| WHAT YOU HAVE TO DO |
Print every one of the rows below verbatim, changing nothing.

| DATASET ENTRIES |
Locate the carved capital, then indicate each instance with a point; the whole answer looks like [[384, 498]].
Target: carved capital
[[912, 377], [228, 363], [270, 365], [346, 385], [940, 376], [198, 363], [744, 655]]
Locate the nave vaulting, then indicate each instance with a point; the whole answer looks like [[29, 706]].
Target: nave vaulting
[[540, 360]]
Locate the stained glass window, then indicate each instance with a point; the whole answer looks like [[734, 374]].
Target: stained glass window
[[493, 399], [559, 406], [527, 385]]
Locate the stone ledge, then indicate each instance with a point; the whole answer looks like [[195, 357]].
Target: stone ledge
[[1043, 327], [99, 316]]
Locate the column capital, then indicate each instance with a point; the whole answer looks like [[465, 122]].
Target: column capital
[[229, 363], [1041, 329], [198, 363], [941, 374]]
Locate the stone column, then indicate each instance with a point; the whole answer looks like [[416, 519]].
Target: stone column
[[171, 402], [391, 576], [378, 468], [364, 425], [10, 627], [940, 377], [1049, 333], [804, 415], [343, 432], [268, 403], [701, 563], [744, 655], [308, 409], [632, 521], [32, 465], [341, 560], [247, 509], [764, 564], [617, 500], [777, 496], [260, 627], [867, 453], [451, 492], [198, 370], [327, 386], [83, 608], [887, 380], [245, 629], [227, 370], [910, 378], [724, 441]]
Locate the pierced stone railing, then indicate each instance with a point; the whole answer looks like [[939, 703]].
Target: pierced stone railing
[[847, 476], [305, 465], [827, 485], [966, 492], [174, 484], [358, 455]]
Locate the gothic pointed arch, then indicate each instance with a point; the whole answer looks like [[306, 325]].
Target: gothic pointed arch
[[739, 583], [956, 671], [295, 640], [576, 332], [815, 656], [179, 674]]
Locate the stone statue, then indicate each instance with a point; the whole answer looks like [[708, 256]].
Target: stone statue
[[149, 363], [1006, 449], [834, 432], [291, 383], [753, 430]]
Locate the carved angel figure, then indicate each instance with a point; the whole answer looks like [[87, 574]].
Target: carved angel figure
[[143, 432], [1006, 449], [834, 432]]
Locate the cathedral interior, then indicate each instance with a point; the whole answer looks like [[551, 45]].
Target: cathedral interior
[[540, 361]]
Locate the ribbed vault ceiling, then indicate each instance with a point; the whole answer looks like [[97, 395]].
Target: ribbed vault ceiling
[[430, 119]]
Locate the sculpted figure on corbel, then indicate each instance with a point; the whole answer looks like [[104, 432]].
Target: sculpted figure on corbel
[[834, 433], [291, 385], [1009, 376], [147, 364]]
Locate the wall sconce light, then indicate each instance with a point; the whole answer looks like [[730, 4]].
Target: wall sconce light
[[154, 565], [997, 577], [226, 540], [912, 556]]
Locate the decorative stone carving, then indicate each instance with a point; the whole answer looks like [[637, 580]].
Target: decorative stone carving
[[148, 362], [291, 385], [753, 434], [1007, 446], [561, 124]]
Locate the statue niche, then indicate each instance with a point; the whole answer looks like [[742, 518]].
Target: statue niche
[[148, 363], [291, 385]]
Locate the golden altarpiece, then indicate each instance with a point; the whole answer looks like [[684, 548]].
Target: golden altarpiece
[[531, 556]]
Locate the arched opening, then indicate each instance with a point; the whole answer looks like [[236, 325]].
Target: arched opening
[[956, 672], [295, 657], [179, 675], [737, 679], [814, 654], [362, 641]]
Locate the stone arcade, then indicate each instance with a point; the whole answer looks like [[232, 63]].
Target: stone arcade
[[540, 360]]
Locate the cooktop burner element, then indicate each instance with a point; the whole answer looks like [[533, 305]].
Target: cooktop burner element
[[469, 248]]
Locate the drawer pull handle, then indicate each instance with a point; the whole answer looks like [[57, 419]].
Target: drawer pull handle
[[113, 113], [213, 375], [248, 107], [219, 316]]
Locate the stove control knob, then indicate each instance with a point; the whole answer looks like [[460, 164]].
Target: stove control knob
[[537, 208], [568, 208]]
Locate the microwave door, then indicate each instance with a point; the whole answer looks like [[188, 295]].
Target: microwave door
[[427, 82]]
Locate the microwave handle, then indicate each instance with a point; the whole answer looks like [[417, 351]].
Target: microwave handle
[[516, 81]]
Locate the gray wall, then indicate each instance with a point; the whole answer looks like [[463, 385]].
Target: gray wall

| RESULT OF THIS EXERCISE |
Locate the carved capital, then indicate each instance with a point; the whole answer looks like [[384, 498]].
Target: carved capital
[[912, 377], [228, 363], [270, 365], [346, 385], [940, 376], [198, 363], [744, 655]]
Locate the nave vaulting, then indicate each instance with a point; the whole answer looks like [[29, 706]].
Target: nave vaulting
[[540, 360]]
Locate the stained glass window, then indicate each instance with a point; the whole answer looks like [[734, 374]].
Target: stained glass window
[[493, 399], [559, 406], [527, 385]]
Locate the stone ledge, then indicate each instance with a point; the whole answer looks like [[195, 357]].
Target: stone ledge
[[1043, 327], [99, 316]]
Locate the column capital, then indicate each instance with a point; the whole answer looks like [[465, 122]].
Target: column capital
[[229, 363], [1041, 329], [198, 363], [941, 374]]
Locate the stone column, then indicate each instance with a point; the whole answer looks like [[416, 519]].
Target: stone column
[[171, 402], [391, 576], [378, 468], [364, 425], [10, 627], [940, 377], [1049, 333], [804, 415], [343, 432], [268, 403], [701, 563], [744, 655], [308, 409], [632, 521], [32, 465], [341, 560], [247, 509], [764, 564], [617, 500], [777, 496], [260, 627], [867, 453], [451, 492], [198, 370], [327, 386], [83, 608], [887, 380], [245, 629], [227, 370], [910, 378], [724, 441]]
Locate the pierced stone railing, then indicate each instance with a point; the whole answer looks like [[939, 703]].
Target: pierced stone railing
[[847, 476], [305, 465], [827, 485], [966, 492], [174, 484], [358, 455]]
Locate the gothic pointed arch, then indicate each instance with a point; the whole answer looks like [[306, 325]].
Target: gothic pointed arch
[[739, 583], [956, 671], [295, 640], [576, 332], [815, 656], [179, 674]]
Locate the stone statue, then indicate each instance with a point; the whole answer looks like [[708, 256]].
Target: stone statue
[[149, 363], [1006, 449], [834, 432], [291, 383], [753, 430]]
Locate the carved angel figure, then indicate each instance with a point; the whole answer looks like [[87, 574]].
Target: carved angel figure
[[143, 432], [1006, 449], [834, 432]]
Locate the cathedral interior, then indicate each instance with a point; the whole answer looks like [[551, 45]].
Target: cathedral interior
[[540, 361]]
Locate the ribbed vault ceiling, then indicate each instance with a point; the whole answer looks like [[97, 395]].
Target: ribbed vault ceiling
[[430, 119]]
Locate the sculpted figure on corbel, then indicate each instance with a point; the whole answer looks like [[104, 432]].
Target: sculpted figure on corbel
[[834, 433], [291, 385], [1009, 376], [147, 364]]
Locate the wall sconce light, then indicate each instance with a point; the whole answer looks like [[730, 4]].
Target: wall sconce light
[[154, 565], [997, 577], [226, 540], [912, 556]]
Locate the decorative stone carving, then indicate each instance with a point; the whole answer looks like [[637, 580]].
Target: decorative stone carving
[[148, 362], [291, 385], [753, 434], [1007, 446], [561, 124]]
Locate the statue niche, then indicate each instance with a point; the whole answer looks like [[742, 518]].
Target: statue niche
[[148, 363], [291, 385]]
Locate the golden altarpiece, then indicate each instance with a point; the whole answer looks like [[684, 548]].
Target: golden altarpiece
[[531, 556]]
Locate the arched opening, then indicate each instance with a point; the whole answer looks like [[236, 325]].
Target: arched opening
[[956, 672], [295, 657], [179, 675], [737, 679], [814, 654], [362, 641]]
Locate the stone arcade, then indicate each instance with a point; the whole answer looks like [[232, 63]].
Target: stone arcade
[[540, 360]]
Locate the cooktop burner element, then indicate each instance with a point; the whole answer looks like [[533, 305]].
Target: cooktop burner element
[[469, 248]]
Locate the drawer pull handle, then indicate each instance with a point; the whole answer looks like [[57, 419]].
Target: drawer pull handle
[[113, 113], [213, 375], [248, 107], [219, 316]]
Locate the stove control knob, then indicate each instance with a point; the whole answer looks like [[460, 164]].
Target: stove control knob
[[537, 208], [568, 208]]
Locate the microwave door, then indicate each instance with a point; the whole answer looks like [[188, 295]].
Target: microwave door
[[427, 82]]
Locate the microwave handle, then indicate each instance with a point; the whole answer looks like [[417, 351]].
Target: microwave handle
[[516, 81]]
Locate the gray wall, then indicate each instance with a point; the whole answer looks like [[463, 385]].
Target: gray wall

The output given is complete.